··· DATA FOR THIS EXERCISE

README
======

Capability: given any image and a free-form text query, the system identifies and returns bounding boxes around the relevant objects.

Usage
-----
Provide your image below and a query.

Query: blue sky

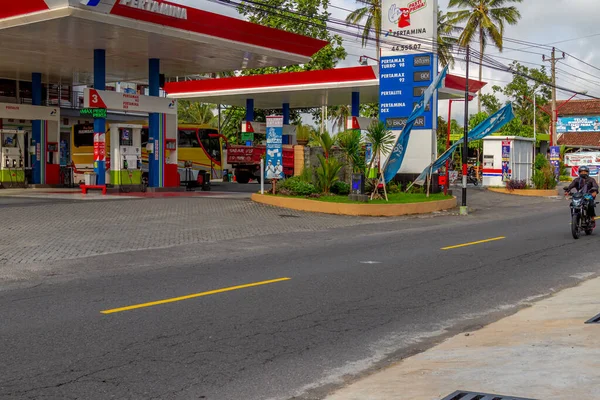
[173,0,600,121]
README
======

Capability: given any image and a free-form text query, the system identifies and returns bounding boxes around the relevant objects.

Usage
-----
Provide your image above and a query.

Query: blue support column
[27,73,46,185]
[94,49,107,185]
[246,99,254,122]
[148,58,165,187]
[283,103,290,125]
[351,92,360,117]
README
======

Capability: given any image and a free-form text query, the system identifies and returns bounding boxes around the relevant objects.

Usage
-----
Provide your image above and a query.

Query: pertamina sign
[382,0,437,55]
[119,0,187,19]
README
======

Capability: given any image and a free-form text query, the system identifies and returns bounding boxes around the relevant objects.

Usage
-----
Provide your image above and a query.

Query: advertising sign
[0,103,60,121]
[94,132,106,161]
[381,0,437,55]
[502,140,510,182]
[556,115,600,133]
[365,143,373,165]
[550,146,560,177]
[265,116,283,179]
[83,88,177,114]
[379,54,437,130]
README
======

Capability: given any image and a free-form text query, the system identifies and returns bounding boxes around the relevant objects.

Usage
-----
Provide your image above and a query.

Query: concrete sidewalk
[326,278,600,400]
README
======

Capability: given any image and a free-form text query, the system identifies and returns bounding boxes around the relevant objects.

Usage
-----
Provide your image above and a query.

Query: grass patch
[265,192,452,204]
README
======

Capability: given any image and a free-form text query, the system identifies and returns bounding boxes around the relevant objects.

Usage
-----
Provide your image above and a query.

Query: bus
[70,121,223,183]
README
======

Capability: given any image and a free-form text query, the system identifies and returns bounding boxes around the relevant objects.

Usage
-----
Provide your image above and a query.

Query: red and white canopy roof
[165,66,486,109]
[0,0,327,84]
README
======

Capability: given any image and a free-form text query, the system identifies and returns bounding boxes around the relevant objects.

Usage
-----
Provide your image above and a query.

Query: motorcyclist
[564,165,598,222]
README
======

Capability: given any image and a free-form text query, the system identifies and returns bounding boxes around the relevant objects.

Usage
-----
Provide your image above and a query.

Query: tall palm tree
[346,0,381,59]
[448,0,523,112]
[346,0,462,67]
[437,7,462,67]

······
··· DATA FOR THIS EXERCISE

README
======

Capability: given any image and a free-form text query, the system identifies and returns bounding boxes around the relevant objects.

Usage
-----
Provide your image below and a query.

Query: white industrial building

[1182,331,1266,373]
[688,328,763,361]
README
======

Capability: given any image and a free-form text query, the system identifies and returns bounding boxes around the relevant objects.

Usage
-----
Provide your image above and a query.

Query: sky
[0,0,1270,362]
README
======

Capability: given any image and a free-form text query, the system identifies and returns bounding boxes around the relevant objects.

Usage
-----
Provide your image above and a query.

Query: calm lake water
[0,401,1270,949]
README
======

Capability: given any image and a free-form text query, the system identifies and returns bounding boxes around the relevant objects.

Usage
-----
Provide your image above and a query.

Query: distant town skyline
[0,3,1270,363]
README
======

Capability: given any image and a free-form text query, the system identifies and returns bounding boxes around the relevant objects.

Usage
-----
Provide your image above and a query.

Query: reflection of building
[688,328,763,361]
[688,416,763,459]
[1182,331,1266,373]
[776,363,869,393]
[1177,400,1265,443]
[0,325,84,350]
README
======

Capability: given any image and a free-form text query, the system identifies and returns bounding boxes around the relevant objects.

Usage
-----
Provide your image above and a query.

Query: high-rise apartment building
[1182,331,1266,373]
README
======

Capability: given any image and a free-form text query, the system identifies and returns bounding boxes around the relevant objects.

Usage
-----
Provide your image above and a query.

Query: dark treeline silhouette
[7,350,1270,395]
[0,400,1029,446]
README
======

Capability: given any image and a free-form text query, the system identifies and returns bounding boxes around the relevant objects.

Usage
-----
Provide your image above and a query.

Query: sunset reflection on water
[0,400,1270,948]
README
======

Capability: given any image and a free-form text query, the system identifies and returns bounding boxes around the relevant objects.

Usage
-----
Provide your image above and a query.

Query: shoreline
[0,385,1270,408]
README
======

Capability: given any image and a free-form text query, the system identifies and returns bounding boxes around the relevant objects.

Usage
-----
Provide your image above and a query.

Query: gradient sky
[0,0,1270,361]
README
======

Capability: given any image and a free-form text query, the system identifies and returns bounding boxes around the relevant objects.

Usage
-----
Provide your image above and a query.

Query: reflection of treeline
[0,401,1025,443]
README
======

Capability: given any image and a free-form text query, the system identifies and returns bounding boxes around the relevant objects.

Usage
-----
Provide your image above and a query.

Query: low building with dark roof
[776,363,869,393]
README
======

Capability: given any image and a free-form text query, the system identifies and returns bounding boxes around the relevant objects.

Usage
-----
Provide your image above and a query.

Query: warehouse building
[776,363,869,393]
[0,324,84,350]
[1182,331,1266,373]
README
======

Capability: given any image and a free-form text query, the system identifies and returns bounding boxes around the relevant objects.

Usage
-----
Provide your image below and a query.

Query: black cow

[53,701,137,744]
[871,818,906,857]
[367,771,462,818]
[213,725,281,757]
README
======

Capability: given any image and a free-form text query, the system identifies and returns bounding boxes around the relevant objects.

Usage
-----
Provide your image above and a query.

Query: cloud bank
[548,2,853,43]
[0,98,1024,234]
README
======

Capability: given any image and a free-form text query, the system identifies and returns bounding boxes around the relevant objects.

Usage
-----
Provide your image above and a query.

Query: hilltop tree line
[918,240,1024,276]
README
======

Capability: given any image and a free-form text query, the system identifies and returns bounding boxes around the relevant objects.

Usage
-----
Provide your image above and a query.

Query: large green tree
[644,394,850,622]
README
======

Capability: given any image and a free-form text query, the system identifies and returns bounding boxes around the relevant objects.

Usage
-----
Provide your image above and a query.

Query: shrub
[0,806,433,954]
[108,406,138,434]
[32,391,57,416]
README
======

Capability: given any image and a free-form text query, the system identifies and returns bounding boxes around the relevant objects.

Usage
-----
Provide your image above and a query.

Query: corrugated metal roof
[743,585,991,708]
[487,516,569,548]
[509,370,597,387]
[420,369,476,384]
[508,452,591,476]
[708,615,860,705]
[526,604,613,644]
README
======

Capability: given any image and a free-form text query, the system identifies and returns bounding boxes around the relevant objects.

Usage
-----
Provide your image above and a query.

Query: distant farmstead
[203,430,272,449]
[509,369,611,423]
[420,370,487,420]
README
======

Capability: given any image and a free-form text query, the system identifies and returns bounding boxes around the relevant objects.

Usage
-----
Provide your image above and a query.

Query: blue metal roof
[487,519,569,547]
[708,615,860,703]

······

Pull out every line of the listing above that contains the string "reflection", treating uppercase and lowercase as different.

**FULL RESPONSE:**
Query: reflection of building
Query: sunset reflection on water
Query: reflection of treeline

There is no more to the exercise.